Text:
The idea of retiring early and living on a beach somewhere sounds like a dream to many people. And for most, it may be a harder-to-reach goal than they realized. According to the Employee Benefit Research Institute, 57% of workers have less than $25,000 saved up for retirement when they estimate that they’ll need $500,000. Being prepared for retirement can seem like a world away, let alone early retirement. However, retiring early is definitely possible.
More and more people are striving to retire early. Why? Simply put: time. Retiring early gives you the ability to spend more time with the people you love and do things that excite you. It isn’t easy but it can be done. You have to start preparing now in order to do that. Here’s how:
Understand How Much You Need
The most important first step to retiring early is to understand your financial situation. It’s almost impossible to save up for retirement successfully without understanding how much money you need after the paychecks stop. At the minimum, estimate roughly 80% of your current expenses for retirement. Also take into consideration inflation and new expenses. For instance, what will you do about healthcare? You won’t be eligible for Medicare until the age of 65 and may need to purchase it on your own.
Save A LOT
Of course, if you want to retire early, you need to save a considerable amount. That means living well below your means and cutting out most of the fluff. That may mean less extravagant vacations and fewer nights out. However, keep in mind that cutting back on these things now will give you more time to enjoy them later on.
Take Advantage of ‘Free Money’
There is hardly such a thing as ‘free money’, but there are some things that come pretty close. For instance, take advantage of your company match for a 401k or 403b. Also, use credit card rewards to your advantage. Some cards will even directly put your cash back rewards into your brokerage account.
Invest with Withdrawals in Mind
Everyone should invest in preparation for retirement, but those hoping to become early retirees have to look at it a little bit differently. You may choose to have a similar asset allocation as someone who plans to retire in their sixties, but you better be flexible with the withdrawals in tough times because an early retiree needs the money to last much longer.
Downside Your Home
While you may love the home you live in, consider downsizing. Many people live in spaces that are too big for their families. As a result, not only do they get stuck with a hefty mortgage but also spend extra on expenses like maintenance and furnishings. Space is a luxury and you may be better off letting go of this one to save more.
When do you plan on retiring? Have you ever considered early retirement?

Dataset excerpts:
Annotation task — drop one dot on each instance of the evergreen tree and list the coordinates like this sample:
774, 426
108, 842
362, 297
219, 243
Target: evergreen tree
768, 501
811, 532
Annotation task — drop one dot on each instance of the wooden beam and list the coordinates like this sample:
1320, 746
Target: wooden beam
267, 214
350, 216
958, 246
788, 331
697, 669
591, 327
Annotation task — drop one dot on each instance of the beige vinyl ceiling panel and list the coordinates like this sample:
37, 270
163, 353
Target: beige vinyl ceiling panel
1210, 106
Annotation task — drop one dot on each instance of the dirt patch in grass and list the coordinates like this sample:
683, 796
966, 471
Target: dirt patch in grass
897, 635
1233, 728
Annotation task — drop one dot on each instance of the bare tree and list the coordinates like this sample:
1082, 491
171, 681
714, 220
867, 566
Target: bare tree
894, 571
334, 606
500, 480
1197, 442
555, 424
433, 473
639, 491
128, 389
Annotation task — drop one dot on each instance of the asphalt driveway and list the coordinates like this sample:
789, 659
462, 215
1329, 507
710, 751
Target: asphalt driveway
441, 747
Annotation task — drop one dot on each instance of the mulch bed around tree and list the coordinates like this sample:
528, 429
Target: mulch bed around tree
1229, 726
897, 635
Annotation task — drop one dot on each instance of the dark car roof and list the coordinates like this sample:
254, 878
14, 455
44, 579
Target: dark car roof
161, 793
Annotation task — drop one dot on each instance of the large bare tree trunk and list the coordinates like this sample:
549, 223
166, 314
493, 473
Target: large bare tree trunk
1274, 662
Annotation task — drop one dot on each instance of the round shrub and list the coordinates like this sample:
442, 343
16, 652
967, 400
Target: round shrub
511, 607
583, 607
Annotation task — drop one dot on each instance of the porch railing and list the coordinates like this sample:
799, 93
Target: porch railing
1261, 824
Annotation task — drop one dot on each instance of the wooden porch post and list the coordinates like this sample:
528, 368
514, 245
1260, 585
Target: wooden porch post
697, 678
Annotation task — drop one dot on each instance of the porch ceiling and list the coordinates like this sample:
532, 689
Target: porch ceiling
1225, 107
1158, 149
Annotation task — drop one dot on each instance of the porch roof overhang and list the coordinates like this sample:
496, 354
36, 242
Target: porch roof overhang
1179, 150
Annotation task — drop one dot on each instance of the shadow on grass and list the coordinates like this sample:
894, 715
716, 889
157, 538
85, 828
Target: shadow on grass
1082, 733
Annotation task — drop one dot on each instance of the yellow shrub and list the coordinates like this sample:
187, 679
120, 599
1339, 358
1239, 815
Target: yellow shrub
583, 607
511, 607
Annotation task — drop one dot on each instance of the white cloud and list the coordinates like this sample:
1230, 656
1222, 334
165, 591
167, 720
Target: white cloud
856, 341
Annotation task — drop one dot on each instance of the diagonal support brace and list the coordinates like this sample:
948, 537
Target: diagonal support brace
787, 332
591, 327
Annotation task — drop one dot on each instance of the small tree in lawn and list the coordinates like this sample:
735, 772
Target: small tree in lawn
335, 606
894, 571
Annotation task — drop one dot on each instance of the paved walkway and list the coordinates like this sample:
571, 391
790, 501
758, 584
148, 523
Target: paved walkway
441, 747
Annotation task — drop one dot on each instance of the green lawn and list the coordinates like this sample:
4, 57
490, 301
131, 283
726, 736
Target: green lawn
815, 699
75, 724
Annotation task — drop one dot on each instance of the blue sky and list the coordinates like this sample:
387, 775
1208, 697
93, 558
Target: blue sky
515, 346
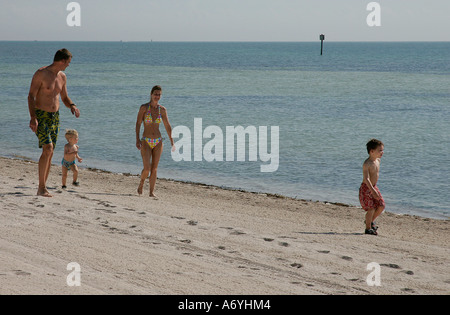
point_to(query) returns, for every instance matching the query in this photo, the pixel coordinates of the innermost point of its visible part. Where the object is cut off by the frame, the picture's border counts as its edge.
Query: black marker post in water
(322, 38)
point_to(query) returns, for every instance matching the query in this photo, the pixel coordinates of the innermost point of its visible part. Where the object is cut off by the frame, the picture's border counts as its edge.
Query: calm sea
(326, 107)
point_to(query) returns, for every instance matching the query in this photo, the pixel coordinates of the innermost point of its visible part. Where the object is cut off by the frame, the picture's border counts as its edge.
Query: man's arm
(32, 94)
(66, 99)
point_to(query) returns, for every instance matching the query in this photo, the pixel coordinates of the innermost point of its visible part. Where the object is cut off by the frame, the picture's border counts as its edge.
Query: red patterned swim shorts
(368, 202)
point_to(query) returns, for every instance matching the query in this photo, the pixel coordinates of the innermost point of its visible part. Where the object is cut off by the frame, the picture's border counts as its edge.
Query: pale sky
(225, 20)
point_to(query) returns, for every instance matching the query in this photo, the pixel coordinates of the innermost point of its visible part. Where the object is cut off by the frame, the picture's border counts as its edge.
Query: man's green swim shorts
(48, 127)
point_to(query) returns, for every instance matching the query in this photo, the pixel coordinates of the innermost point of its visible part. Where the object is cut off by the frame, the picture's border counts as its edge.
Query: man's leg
(369, 218)
(45, 162)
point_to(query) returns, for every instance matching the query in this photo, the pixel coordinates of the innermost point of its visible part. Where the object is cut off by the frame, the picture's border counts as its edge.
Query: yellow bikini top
(148, 117)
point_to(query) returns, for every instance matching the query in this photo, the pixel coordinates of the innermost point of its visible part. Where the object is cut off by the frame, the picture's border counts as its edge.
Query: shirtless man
(47, 85)
(369, 194)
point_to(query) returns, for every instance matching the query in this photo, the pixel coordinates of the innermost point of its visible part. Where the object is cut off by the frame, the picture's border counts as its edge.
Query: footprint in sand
(21, 273)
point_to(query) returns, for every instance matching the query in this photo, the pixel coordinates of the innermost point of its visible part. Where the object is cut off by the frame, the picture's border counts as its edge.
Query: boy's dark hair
(62, 54)
(373, 144)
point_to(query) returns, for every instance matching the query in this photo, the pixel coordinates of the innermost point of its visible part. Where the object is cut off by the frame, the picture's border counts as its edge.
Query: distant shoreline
(200, 184)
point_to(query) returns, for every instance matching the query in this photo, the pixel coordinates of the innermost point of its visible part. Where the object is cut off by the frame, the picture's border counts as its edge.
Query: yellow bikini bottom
(152, 142)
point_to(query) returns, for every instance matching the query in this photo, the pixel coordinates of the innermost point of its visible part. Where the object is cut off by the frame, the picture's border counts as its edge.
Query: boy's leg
(45, 162)
(64, 176)
(75, 173)
(377, 212)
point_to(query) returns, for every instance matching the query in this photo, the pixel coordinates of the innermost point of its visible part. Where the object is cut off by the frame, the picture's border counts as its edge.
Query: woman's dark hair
(373, 144)
(62, 54)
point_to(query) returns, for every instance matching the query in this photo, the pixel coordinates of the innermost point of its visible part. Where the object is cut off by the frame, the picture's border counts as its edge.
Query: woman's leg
(146, 155)
(156, 156)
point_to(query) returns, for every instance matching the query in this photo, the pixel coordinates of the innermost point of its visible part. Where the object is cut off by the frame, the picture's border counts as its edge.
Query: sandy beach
(197, 239)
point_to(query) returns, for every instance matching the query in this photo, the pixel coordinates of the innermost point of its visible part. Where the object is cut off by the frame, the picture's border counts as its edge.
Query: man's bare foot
(43, 192)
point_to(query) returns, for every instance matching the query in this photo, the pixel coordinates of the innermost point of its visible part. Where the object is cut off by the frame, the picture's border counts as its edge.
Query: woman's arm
(139, 120)
(167, 125)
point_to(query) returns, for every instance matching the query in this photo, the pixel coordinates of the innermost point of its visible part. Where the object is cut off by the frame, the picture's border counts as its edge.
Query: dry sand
(198, 239)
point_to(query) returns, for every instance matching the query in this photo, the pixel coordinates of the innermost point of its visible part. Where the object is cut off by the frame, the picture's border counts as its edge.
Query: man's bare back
(50, 88)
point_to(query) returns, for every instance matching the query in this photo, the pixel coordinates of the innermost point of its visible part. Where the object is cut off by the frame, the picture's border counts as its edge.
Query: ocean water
(326, 107)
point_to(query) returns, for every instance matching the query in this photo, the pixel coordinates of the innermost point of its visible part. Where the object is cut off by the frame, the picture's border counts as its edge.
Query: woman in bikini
(151, 144)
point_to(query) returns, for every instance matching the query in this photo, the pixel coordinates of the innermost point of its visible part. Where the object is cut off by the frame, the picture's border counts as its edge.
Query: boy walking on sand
(369, 194)
(70, 154)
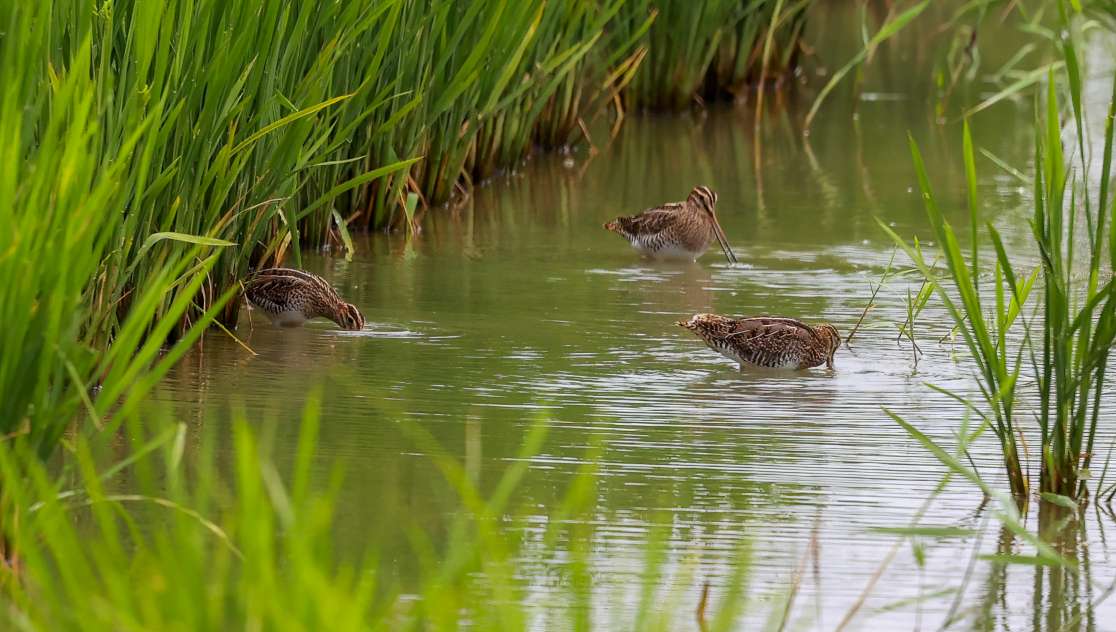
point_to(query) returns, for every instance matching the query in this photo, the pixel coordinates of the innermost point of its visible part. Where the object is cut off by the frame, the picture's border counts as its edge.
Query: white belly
(292, 318)
(667, 252)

What to do: List every percentage and dollar amount that appears in the article on retiring early. Nothing asked here concerns the entries.

Solution:
57%
$25,000
$500,000
80%